**Written instruction**
Please write out the passage of the car depreciation thread below that runs between "## PugIain (Jun" and "few years later.", inclusive.

**Excerpt**
_ _ _ _ _ _ _
# Heavy depreciation cars in first year or two



## p1tse (Feb 4, 2007)

Was in a passenger of a hire car vauxhall insignia 2.0td Sri 160bhp version
Overall quite impressed with the car (but not that impressed to buy lol)

Base price £22k
But on autotrader similar car 2011 20k, £11k
That's more than half drop!!!!


----------



## Ultra (Feb 25, 2006)

The majority of cars take a kicking in the first few years.


----------



## Alzak (Aug 31, 2010)

This is one of the reason why I would never buy brand new car


----------



## PugIain (Jun 28, 2006)

Alzak said:


> This is one of the reason why I would never buy brand new car


This ^
I'd NEVER EVER buy a new car with my own cash. I'd rather let the first owner take the hit and buy it a few years later.


----------



## woodybeefcake (Oct 12, 2008)

Be warned A LOT of used insignias are ex hire cars! Especially the "one owner 20k miles" ones!

Not that this is too much of a bad thing, they are TEN GRAND off the list price!

It's something I've always been into! I lost £2.5k on my MINI in 4.5 years and it is one of the reasons why I bought an Abarth 500!

Have a look at this link http://www.telegraph.co.uk/motoring...-that-depreciate-the-least.html?frame=2179322


----------



## andy665 (Nov 1, 2005)

Virtually no car is immune from 50% depreciation in years 1 and 2 - mind you anyone who buys a new car at list is seriously daft in the first place. Thank goodness that companies still buy new so that private buyers have bargains


----------



## Otter Smacker (Jun 19, 2012)

That Nissan GT-R seems to be doing very well in the deprieciation front.

Keeps this up, in another year I might be able to afford one!

In 2009 when they were launched, they were priced between £55k - £60k... Now, you can have one for as little as £35K.


----------



## R7KY D (Feb 16, 2010)

My XF that I used to have 

£34k new 2008 

I paid £26k in 2010

I just px'd in for £14k I owned it for 18 months and lost .....well £12k !!! (max they will sell it is £17k)


----------



## onnyuk (Jul 11, 2012)

As little as 35k you say, I think I'll go and buy two



Andy


----------



## Bill58 (Jul 5, 2010)

I bought an Insignia new in 2009 and got £6500 off list price of £21450. I got £10140 (which was book price) from the Insurance when it was written off 2 years 3 months later. So depreciation on that car was only 35% in 2 years 3 months. Yet depreciation figures for the Insignia are horrendous but that is based on list.
_ _ _ _ _ _ _
**Dataset rows**

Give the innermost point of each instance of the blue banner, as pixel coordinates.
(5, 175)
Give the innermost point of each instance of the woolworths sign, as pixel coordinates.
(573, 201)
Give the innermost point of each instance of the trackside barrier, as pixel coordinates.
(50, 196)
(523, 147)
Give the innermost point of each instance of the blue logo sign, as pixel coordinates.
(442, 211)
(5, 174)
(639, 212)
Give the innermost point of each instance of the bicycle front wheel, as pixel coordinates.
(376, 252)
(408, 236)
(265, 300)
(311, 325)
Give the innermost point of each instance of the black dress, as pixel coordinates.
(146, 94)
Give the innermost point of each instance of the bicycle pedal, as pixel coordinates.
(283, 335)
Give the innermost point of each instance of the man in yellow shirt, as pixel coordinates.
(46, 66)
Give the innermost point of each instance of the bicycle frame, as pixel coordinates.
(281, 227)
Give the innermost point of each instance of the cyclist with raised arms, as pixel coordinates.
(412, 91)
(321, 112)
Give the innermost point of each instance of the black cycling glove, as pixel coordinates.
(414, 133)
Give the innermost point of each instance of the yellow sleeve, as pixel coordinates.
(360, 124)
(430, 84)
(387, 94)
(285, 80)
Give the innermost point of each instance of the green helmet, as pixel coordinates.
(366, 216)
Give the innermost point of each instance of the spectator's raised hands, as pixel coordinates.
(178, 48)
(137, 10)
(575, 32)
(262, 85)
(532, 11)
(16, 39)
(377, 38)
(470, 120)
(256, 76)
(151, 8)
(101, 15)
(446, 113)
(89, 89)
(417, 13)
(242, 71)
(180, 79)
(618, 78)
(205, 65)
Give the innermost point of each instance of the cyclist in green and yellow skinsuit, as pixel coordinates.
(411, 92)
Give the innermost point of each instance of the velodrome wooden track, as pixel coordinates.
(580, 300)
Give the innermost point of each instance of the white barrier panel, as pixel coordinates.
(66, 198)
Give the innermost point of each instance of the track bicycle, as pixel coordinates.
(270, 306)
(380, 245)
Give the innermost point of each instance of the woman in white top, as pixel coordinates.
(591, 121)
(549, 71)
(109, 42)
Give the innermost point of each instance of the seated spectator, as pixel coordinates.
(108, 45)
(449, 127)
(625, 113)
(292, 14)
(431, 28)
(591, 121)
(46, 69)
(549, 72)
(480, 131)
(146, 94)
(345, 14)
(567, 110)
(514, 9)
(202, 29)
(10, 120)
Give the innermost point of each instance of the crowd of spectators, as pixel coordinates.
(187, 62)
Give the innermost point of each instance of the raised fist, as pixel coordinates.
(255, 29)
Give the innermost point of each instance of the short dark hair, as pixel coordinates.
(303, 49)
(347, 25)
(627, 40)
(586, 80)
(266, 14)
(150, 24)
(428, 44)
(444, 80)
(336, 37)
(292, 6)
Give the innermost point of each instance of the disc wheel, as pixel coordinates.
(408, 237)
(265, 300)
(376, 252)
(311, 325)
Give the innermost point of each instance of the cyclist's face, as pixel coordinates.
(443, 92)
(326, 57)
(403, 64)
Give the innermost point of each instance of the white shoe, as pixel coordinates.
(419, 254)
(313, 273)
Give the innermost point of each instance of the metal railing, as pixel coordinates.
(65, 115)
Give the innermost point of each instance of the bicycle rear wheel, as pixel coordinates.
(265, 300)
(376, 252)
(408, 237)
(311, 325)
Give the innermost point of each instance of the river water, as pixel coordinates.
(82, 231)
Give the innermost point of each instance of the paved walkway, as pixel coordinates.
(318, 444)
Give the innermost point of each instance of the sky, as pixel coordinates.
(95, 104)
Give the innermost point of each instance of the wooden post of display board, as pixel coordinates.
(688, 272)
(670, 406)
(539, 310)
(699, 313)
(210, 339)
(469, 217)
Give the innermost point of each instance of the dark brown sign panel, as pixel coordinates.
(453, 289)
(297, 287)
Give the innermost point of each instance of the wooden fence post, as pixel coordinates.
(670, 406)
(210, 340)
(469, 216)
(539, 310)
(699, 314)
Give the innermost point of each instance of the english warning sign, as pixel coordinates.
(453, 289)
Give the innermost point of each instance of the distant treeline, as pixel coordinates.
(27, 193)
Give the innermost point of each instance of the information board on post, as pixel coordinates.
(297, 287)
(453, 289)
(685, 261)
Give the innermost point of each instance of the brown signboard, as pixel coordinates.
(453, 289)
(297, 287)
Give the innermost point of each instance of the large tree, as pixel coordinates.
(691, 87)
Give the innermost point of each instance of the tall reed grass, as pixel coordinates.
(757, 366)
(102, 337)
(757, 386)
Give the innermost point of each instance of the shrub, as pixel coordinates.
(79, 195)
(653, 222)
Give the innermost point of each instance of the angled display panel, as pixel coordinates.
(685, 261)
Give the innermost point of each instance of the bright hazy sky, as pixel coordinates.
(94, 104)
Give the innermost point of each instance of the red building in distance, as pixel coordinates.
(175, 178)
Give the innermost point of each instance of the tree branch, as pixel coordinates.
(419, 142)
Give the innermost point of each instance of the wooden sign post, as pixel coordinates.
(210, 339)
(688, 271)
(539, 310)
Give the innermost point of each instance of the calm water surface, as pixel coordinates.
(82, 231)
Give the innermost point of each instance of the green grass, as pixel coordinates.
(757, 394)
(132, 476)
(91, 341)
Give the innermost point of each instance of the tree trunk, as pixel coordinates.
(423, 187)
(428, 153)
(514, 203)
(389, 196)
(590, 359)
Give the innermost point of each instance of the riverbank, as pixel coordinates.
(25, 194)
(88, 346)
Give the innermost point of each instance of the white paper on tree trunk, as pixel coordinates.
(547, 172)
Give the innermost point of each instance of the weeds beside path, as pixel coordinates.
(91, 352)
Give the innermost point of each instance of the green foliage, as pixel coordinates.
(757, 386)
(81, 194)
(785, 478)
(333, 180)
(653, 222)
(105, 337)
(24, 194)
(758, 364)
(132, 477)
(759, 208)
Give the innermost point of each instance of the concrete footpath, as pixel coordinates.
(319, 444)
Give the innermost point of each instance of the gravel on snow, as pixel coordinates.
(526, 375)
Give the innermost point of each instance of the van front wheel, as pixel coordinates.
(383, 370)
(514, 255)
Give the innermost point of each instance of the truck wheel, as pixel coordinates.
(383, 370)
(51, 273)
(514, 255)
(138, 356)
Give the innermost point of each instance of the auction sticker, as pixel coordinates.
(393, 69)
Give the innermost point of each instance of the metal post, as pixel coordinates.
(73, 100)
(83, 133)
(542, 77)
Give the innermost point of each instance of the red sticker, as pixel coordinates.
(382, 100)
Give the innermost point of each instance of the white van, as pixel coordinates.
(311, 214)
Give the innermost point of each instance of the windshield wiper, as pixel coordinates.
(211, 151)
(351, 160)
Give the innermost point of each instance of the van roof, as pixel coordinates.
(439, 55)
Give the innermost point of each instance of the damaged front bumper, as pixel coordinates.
_ _ _ _ _ _ _
**Exercise solution**
## PugIain (Jun 28, 2006)

Alzak said:


> This is one of the reason why I would never buy brand new car


This ^
I'd NEVER EVER buy a new car with my own cash. I'd rather let the first owner take the hit and buy it a few years later.